(Materials provided)
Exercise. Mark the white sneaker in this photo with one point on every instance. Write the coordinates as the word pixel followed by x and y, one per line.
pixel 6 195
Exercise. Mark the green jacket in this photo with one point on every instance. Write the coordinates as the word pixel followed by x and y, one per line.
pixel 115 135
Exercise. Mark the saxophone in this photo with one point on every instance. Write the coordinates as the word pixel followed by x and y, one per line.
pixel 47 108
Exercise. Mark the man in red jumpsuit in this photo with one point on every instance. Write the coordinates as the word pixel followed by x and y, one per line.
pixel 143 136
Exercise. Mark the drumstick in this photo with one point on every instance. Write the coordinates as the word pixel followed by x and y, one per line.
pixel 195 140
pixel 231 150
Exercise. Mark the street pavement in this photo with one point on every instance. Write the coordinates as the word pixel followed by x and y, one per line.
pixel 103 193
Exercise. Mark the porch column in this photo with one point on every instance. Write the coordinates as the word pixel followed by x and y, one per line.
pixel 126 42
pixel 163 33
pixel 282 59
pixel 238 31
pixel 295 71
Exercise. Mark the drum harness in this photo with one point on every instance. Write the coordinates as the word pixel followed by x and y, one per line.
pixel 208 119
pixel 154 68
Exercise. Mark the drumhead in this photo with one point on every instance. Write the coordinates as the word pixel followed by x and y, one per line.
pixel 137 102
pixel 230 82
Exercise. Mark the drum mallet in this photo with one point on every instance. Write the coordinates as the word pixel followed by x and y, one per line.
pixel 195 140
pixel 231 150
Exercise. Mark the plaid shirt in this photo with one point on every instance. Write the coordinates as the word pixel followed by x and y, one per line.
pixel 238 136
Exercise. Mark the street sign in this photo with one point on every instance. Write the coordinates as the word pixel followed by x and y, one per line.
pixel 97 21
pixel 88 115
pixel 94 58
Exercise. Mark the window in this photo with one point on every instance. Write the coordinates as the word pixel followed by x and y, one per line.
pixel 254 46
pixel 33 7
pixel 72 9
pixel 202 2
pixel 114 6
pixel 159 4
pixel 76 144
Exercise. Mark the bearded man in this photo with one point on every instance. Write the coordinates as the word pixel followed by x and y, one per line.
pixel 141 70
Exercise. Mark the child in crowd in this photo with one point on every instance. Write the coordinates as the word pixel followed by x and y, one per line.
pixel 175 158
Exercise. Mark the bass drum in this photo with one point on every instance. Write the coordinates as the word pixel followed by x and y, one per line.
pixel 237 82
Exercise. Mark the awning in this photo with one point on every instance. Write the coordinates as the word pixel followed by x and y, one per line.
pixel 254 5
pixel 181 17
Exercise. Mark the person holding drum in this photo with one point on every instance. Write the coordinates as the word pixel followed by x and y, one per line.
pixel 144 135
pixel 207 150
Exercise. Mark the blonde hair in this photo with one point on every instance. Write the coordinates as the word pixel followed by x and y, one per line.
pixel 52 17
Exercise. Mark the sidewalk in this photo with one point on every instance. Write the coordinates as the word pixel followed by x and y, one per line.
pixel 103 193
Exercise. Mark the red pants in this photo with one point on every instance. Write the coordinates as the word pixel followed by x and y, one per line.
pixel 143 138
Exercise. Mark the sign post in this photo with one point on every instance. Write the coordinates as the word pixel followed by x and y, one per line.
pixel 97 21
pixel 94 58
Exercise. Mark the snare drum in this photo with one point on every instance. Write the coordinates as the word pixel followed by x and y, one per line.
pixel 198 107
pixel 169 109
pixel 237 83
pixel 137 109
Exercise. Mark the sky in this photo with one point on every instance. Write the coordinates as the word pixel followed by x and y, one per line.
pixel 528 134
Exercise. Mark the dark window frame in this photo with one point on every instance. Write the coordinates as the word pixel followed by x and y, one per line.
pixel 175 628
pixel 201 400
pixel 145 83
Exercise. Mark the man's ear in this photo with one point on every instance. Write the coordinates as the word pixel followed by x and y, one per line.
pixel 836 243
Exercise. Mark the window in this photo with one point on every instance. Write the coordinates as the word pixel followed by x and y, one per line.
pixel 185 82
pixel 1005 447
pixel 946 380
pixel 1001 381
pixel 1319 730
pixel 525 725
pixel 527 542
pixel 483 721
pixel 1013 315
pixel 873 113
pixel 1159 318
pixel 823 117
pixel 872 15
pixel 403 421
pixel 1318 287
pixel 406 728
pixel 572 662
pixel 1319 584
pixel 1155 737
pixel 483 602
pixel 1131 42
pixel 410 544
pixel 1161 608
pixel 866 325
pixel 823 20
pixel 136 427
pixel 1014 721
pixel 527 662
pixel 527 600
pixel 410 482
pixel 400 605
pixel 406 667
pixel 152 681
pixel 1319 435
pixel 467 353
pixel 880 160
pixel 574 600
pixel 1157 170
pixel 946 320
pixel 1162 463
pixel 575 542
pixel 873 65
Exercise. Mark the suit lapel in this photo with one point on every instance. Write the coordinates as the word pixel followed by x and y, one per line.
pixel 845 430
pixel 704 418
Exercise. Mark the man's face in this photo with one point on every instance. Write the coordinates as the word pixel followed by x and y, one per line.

(Try it)
Write the material above out again, exactly as it reads.

(Solution)
Exercise. Mark the white sneaker in this photo with one point on every instance. Write the coordinates as the word pixel followed by x and y, one per line.
pixel 6 195
Exercise. Mark the green jacket in this photo with one point on every instance. Write the coordinates as the word pixel followed by x and y, one per line.
pixel 115 135
Exercise. Mark the saxophone in this photo with one point on every instance. Write the coordinates as the word pixel followed by x and y, one per line.
pixel 47 108
Exercise. Mark the man in red jumpsuit in this photo with one point on every instance. Write the coordinates as the word pixel followed by x and y, one per line.
pixel 143 136
Exercise. Mark the drumstick in this photo with one point on every instance. Write the coordinates as the word pixel followed by x and y, one per line.
pixel 195 140
pixel 231 150
Exercise. Mark the street pavement in this photo with one point on every instance. Write the coordinates as the word pixel followed by x and y, one per line.
pixel 103 193
Exercise. Mark the porch column in this photo with one point on every instance. Write the coordinates as the word pixel followed by x and y, one per line.
pixel 126 42
pixel 163 33
pixel 282 59
pixel 238 31
pixel 295 71
Exercise. Mark the drum harness in this photo with one point on every instance. Write the coordinates as the word pixel followed by x and y, one per line.
pixel 208 119
pixel 154 68
Exercise. Mark the drumhead in this photo with one point on every instance. Write the coordinates as the word pixel followed by x and y, one per line.
pixel 137 102
pixel 230 82
Exercise. Mark the drum mallet in this photo with one point on every instance. Write the coordinates as the word pixel followed by x and y, one per line.
pixel 195 140
pixel 231 150
Exercise. Mark the plaid shirt in this photo with one point on every instance. Write the coordinates as the word pixel followed by x and y, one per line.
pixel 238 136
Exercise. Mark the street sign in this photo with one point on every instance. Write the coordinates as the word pixel followed by x and y, one per line.
pixel 97 21
pixel 88 115
pixel 94 58
Exercise. Mark the window in this photo with one point on every instance. Write the coordinates as the word pixel followed by x and y, one per line.
pixel 254 46
pixel 33 7
pixel 72 9
pixel 202 2
pixel 114 6
pixel 159 4
pixel 76 144
Exercise. Mark the bearded man in this photo with one point on every instance. Write the coordinates as the word pixel followed by x and y, one per line.
pixel 141 70
Exercise. Mark the child in crowd in this photo with one point on every instance. Write the coordinates as the word pixel followed by x and y, one per line.
pixel 175 158
Exercise. Mark the bass drum in this photo with one point on every instance. Write the coordinates as the word pixel followed by x and y, one per line.
pixel 237 82
Exercise. Mark the awning in this photo with one point on every instance. Write the coordinates as the word pixel followed by x and y, one per line.
pixel 254 5
pixel 181 17
Exercise. Mark the person holding drum in this photo with one point on every instance. Write the coordinates as the word pixel followed by x and y, one per line.
pixel 144 135
pixel 207 150
Exercise. Mark the blonde hair in this photo with one point on every instance. Write the coordinates as the word pixel followed by x and y, one per line.
pixel 52 17
Exercise. Mark the sidewalk in this photo with one point on every instance. Write the coordinates as the word pixel followed by x and y, one per line.
pixel 103 193
Exercise. Mark the red pants in this photo with one point on every instance. Write the coordinates as the word pixel followed by x and y, one per line.
pixel 143 138
Exercise. Mark the sign post in this photo with one point on every instance. Write the coordinates as the word pixel followed by x and y, one per line.
pixel 97 21
pixel 94 58
Exercise. Mark the snare drum in this photo with one point on every instance. Write the coordinates as the word pixel followed by x and y, one per line.
pixel 198 107
pixel 169 109
pixel 237 83
pixel 137 109
Exercise. Mark the sky in this photo with one point on every instance. Write the coordinates as the word pixel followed by x and y, one per line.
pixel 528 134
Exercise. Mark the dark window frame in this photo with one point on every instance. Write the coordinates as the word pixel followed by x and y, one per line.
pixel 175 628
pixel 201 400
pixel 145 83
Exercise. Mark the man's ear in this photo with one point on every instance. Write the coordinates as the word pixel followed by x and y, one per line.
pixel 836 243
Exercise. Mark the window in this photo with one point on every instance. Write the coordinates as the word pixel followed by x and y, one per line.
pixel 185 82
pixel 1005 447
pixel 946 380
pixel 1001 381
pixel 1319 730
pixel 525 725
pixel 527 542
pixel 483 721
pixel 1013 315
pixel 873 113
pixel 1159 318
pixel 823 117
pixel 872 15
pixel 403 421
pixel 1318 287
pixel 406 728
pixel 572 662
pixel 1319 584
pixel 1155 737
pixel 483 602
pixel 1131 42
pixel 410 544
pixel 1161 608
pixel 866 325
pixel 823 20
pixel 136 427
pixel 1014 721
pixel 527 662
pixel 527 600
pixel 410 482
pixel 400 605
pixel 406 667
pixel 152 681
pixel 1319 435
pixel 467 353
pixel 880 160
pixel 574 600
pixel 1157 170
pixel 946 320
pixel 1162 463
pixel 575 542
pixel 873 65
Exercise. Mark the suit lapel in this photo with one point on every instance. Write the coordinates as the word pixel followed by x and y, one per line.
pixel 845 430
pixel 704 418
Exercise. Mark the man's face in this photo with one point on every instance. Write the coordinates as the word pixel followed by x and y, one per line.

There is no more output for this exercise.